Exercise:
Turn the paragraph starting "“Princess”, a compact small bush" in the gardening column below into a short bulleted list that keeps its main facts.

Selected passage:
☆ ☆ ☆ ☆ ☆ ☆ ☆
WINNERS are the theme this week, starting with one of the world’s favourite plants, lavender – used from Roman times for medicinal value and its magnificent fragrance.
Almost all female perfumes use lavender oil as a base to which the various perfume houses add their secret ingredients.
One of the world’s largest suppliers of essential lavender oils is Bridestowe Lavender, of Tasmania. Based near Launceston, its several hundred hectares of English lavender are a sight to behold in December.
BASICALLY, there is French and English lavender, with the latter surprisingly used by the perfume makers rather than the French.
There are thousands of varieties of lavenders and you may have one that no other person has. If you have two varieties of lavender, the bees may cross pollinate the flowers and next you have a unique lavender growing.
Lavender grows well in Canberra and will blend with every type of garden from the bush garden with the mauve and violet flowers blending perfectly with our Aussie plants.
French lavender flowers early in spring and the English lavender later and into summer, giving an extended season of fragrance and colour.
For potpourri, the time to collect the flowers is just as they come into bloom, early in the season.
Lavender “Princess”, developed and grown by Plant Growers Australia, has just been named as the Plant of the Year in the 2014 Nursery and Garden Industry Awards. The award represents the pinnacle of PGA’s breeding success with a background of 15 years of dedicated lavender development.
“Princess”, a compact small bush that is less inclined to go woody and sparse at the base, is famed for its vivid electric pink flowers. Being a Mediterranean plant, it is drought hardy, although in prolonged dry periods appreciates a good deep drink.
I have been trialling a group in our garden for the last 12 months and am impressed with their performance. It is available from most garden centres.
THE next winner is the Chelsea Flower Show’s 2014 Product of the Year, namely the Bosch Isio cordless shears.
The tool has an inbuilt, rechargeable lithium battery, which does not go flat in between uses, even after weeks of non use. With a cutting edge similar to sheep shears, the Isio will run for 50 minutes.
The clippers are available in Canberra, but I bought mine in Holland several years ago. I use them for deadheading perennials after flowering to shaping topiary, clipping box hedging and edging our small lawn.
There is also a mini 13cm hedge-clipping attachment as an accessory.
ANOTHER winner… congratulations to Jim Fogarty and the Australian landscape team for winning the Best in Show and Gold Medal at the Royal Horticultural Society’s Hampton Court Flower Show in London. Their “The Essence of the Australian Garden” was presented by the Royal Botanic Gardens in Melbourne in partnership with Tourism Victoria and Tourism Northern Territory as the principal sponsors.
This follows Victorian nursery Fleming’s winning a Gold Medal and Best in Show at the Chelsea Flower Show in London last year.
Jottings…
• Do not cut back frost-damaged foliage as it helps to protect the soft foliage underneath. Wait until the frosts are over.
• Keep picking lemons because if they’re left on the tree they slow down new growth.
• Time is running out to plant deciduous trees and ornamental blossom trees.
☆ ☆ ☆ ☆ ☆ ☆ ☆
Given data:

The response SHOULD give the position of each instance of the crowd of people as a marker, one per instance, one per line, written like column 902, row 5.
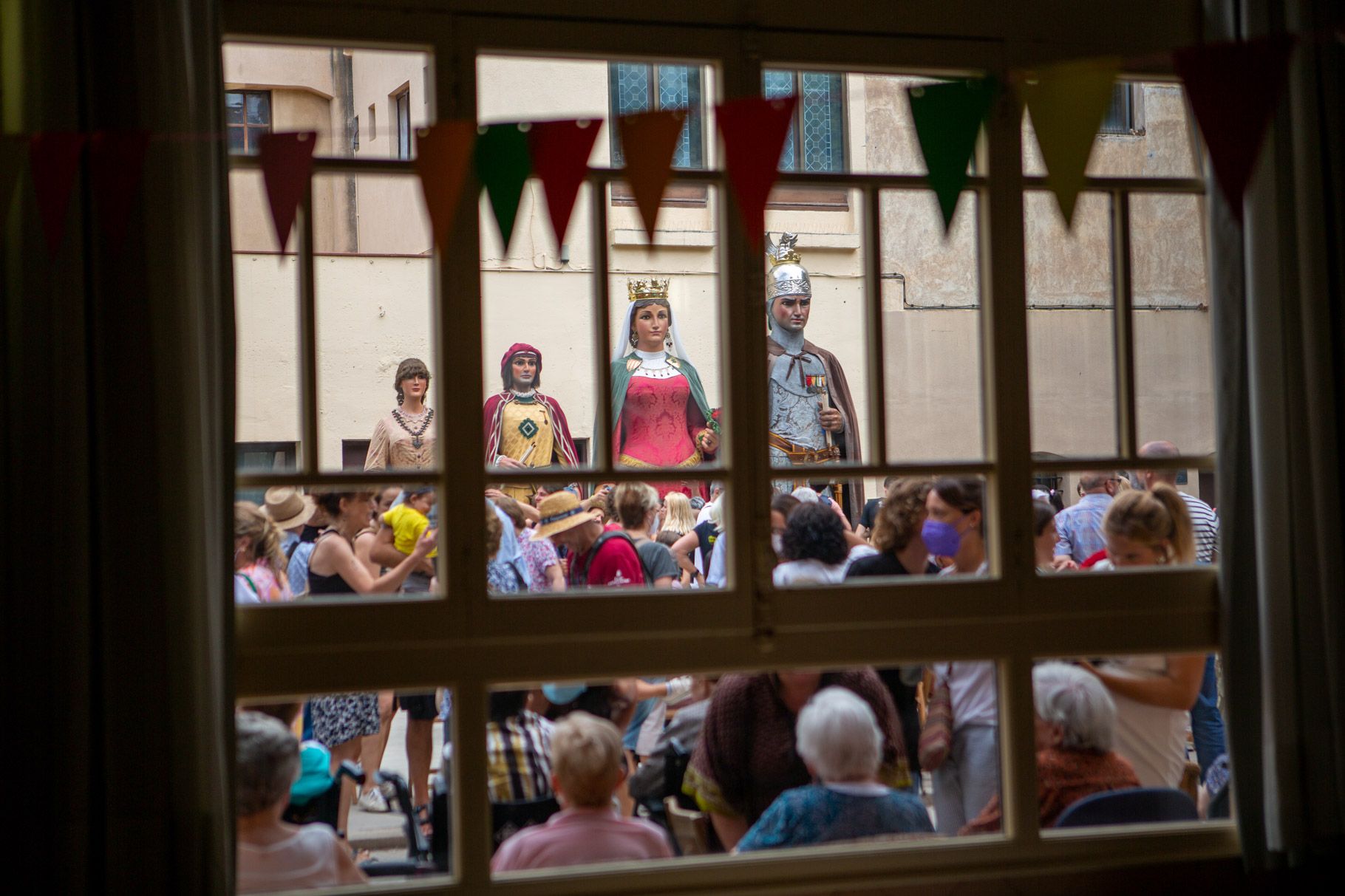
☆ ☆ ☆ ☆ ☆ ☆ ☆
Answer section:
- Compact, small bush that is less likely to go woody and sparse at the base
- Known for its vivid electric pink flowers
- A Mediterranean plant, so it is drought hardy
- Still likes a good deep drink during long dry spells